> **Passage to read**:
----------

Health Savings vs. Flexible Spending Account: An Overview

Healthcare can be costly even for the heartiest among us. Even if you have insurance through your employer, you might consider taking advantage of one of the federal government programs that encourage saving for medical expenses not covered by insurance. The tax benefits can be substantial.

The two types of accounts most often offered to employees are the Health Savings Account (HSA) and the Flexible Spending Account (FSA). Self-employed people can open an HSA but not an FSA.

Key Takeaways

  • Health savings accounts (HSAa) and flexible spending accounts (FSAs) are two fringe benefits offered by some employers that allocate pre-tax dollars for special purposes.
  • HSAs and FSAs, while structurally similar, are intended for different purposes and must be used accordingly.
  • HSAs are associated with high-deductible health insurance plans to help defray some of those costs of the high deductible and can be rolled over each year.
  • FSAs can use after-tax dollars and cover a wider variety of activities such as child care but is use-it-or-lose-it.

----------

> **Dataset extract**:
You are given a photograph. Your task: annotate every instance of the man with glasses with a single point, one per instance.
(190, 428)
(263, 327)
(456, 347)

----------

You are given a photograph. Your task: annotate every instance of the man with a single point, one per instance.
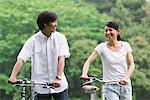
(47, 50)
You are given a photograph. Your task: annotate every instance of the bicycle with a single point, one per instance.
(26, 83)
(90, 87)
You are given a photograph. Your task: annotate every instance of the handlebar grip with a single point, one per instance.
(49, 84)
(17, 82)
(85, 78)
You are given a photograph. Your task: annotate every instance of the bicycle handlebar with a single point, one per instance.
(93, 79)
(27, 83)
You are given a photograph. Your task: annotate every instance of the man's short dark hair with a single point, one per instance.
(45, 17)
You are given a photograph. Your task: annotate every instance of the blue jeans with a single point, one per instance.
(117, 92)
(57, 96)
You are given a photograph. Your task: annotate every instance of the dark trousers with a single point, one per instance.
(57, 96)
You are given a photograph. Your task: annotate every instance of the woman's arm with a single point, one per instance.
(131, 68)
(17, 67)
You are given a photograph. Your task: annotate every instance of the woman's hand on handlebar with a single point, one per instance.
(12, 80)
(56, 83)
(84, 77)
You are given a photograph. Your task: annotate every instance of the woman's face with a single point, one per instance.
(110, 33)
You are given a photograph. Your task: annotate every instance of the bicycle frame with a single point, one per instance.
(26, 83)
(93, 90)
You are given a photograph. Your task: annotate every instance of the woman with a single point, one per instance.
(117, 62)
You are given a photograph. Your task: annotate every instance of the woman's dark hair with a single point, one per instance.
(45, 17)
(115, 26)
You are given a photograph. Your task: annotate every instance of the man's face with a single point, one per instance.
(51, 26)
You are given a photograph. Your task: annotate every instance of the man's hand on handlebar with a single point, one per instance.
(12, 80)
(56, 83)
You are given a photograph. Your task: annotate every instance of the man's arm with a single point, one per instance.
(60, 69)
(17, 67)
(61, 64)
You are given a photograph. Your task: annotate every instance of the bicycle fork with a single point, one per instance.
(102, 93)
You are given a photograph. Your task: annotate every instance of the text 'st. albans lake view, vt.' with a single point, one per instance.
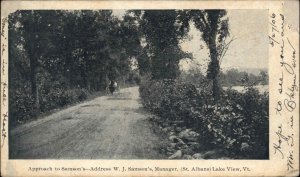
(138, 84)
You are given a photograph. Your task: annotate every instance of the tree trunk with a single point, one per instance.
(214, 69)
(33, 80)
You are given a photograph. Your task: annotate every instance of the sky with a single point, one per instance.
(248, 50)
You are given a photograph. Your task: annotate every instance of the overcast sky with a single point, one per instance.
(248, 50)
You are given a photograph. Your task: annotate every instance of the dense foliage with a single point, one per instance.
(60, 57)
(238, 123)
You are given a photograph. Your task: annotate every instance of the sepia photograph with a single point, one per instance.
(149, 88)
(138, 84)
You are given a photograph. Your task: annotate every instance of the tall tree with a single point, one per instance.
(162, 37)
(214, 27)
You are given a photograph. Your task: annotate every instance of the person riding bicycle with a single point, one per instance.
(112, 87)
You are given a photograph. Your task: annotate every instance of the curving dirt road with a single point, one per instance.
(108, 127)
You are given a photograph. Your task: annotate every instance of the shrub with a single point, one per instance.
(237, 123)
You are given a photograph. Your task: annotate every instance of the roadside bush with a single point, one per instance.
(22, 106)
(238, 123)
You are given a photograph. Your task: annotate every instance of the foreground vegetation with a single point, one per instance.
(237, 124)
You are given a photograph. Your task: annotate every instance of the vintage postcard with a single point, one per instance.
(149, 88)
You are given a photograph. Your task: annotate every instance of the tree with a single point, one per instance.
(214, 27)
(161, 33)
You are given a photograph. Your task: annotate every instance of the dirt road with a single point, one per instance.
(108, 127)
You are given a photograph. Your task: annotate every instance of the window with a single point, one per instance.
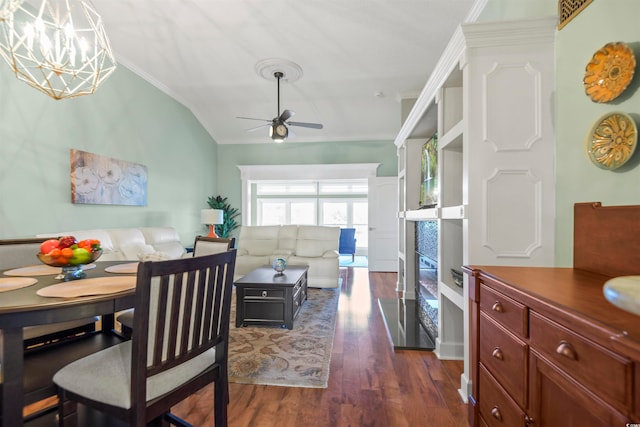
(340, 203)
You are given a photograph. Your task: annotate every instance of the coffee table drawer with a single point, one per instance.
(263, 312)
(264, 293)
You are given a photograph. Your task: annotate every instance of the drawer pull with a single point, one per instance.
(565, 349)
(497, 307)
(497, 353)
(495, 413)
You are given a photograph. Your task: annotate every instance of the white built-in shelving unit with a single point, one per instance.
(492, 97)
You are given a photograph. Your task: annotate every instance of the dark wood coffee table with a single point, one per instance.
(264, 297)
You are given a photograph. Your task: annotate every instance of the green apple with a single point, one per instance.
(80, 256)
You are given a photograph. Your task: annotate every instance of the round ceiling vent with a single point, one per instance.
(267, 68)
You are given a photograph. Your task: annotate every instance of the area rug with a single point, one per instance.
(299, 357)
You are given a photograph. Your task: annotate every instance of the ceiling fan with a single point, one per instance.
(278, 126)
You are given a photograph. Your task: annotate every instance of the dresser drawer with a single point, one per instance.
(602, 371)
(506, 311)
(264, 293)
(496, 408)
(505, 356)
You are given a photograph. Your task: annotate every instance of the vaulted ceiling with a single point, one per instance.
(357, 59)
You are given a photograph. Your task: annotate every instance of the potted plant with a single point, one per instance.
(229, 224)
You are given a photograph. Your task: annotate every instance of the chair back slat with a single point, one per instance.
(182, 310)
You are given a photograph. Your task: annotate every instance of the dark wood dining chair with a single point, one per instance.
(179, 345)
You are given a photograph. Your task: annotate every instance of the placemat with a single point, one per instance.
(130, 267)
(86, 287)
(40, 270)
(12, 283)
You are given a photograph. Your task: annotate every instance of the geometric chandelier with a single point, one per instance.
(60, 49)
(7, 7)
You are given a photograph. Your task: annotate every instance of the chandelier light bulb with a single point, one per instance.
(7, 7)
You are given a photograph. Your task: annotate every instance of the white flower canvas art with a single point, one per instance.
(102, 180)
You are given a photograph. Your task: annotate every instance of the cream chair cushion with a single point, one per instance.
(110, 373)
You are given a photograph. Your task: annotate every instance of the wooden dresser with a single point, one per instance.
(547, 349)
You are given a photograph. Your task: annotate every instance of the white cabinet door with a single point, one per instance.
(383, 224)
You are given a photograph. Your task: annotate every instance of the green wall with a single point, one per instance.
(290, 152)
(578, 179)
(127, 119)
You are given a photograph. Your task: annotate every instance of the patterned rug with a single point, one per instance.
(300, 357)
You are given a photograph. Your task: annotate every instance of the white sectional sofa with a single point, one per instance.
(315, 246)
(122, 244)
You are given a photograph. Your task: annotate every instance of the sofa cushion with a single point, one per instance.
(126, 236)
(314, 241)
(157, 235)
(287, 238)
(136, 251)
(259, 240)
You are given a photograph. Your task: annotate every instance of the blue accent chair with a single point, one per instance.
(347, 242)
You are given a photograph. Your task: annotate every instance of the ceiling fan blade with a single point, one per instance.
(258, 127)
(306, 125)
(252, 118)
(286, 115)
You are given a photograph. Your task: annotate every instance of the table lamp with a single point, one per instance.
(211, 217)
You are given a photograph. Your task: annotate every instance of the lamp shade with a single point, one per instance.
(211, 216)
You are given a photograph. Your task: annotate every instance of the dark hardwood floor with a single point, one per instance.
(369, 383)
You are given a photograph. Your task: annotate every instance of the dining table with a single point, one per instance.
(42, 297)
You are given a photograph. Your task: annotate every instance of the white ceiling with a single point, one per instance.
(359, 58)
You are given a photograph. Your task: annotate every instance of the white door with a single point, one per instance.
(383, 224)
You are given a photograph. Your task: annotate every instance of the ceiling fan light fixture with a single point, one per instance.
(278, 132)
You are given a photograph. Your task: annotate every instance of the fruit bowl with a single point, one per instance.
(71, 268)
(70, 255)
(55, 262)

----------

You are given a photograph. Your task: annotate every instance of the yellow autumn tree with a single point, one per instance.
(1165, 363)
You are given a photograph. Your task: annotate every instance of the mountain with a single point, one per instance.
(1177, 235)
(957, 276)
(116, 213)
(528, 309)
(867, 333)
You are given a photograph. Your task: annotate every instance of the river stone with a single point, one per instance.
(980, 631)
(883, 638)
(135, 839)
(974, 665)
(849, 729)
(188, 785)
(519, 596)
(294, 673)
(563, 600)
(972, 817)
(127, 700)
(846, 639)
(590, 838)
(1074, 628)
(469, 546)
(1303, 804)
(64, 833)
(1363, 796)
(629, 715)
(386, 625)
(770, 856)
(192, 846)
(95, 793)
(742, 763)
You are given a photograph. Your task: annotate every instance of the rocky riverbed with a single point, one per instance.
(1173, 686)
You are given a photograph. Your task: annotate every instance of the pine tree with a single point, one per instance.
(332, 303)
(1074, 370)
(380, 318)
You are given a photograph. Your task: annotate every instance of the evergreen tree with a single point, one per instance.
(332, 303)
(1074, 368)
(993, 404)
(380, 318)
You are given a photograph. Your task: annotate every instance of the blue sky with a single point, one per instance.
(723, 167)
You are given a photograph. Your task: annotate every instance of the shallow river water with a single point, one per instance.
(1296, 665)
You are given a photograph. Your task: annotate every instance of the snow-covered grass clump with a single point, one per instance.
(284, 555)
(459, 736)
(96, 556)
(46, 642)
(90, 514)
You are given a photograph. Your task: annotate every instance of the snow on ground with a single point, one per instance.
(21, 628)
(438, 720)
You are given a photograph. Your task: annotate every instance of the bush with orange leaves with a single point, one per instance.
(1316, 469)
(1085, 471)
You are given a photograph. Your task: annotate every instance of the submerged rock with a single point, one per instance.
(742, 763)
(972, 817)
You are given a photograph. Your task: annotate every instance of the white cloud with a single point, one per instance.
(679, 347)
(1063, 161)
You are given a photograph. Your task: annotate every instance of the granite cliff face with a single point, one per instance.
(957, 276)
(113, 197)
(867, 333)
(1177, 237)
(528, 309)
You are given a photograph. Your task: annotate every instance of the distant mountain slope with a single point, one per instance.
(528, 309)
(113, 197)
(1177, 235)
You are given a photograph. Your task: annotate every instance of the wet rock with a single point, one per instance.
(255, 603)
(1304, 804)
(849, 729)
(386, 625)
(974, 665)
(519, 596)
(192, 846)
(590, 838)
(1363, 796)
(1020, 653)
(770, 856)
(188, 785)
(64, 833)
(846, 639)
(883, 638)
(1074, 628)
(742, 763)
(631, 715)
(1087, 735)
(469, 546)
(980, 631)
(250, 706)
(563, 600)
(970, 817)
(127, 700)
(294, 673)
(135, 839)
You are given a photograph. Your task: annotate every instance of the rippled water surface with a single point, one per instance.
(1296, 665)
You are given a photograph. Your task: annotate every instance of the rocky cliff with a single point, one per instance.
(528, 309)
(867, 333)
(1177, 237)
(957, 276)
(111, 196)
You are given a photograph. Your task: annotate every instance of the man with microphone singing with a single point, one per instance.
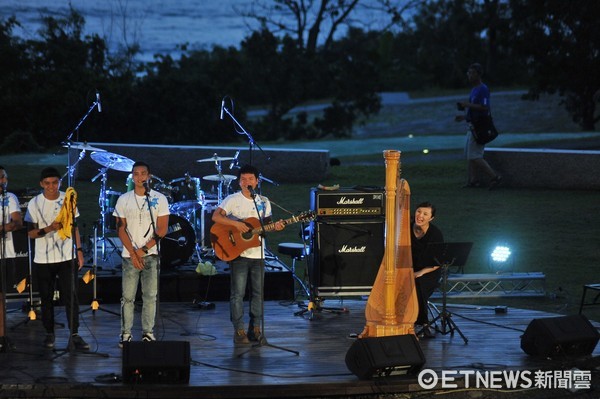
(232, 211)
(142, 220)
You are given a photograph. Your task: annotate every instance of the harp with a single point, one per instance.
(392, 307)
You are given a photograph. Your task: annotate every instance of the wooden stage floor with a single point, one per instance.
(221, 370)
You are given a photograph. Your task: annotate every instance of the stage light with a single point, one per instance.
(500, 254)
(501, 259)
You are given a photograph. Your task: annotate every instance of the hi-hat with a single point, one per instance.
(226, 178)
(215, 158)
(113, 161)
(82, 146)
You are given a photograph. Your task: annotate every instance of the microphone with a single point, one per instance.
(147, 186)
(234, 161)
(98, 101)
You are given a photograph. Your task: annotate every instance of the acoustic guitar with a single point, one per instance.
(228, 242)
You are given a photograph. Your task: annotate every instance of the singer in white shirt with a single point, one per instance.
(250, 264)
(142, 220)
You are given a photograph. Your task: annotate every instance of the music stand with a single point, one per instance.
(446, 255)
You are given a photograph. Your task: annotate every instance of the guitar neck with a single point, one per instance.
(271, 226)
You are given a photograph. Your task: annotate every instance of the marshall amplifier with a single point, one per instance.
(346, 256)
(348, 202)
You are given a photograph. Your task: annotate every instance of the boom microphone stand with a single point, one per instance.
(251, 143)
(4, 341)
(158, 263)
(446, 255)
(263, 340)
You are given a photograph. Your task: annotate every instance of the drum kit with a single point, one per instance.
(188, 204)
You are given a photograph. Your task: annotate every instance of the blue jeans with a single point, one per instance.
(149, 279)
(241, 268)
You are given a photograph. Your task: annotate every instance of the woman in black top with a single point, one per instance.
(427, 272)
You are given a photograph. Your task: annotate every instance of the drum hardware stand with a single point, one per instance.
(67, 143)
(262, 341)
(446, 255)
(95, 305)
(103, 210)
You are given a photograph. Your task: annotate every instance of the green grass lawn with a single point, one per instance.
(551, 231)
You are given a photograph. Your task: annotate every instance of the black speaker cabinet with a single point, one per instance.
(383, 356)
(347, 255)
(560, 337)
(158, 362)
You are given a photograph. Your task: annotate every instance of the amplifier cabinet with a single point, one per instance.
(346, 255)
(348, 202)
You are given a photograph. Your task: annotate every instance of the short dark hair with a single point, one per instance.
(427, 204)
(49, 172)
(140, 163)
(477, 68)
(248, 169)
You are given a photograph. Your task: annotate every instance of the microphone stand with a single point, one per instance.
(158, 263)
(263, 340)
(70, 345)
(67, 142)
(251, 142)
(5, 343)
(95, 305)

----------

> **What you will do**: In the overview of health savings and flexible spending accounts above, which of the two accounts can self-employed people open?

> **Exercise response**: Self-employed people can open an HSA but not an FSA.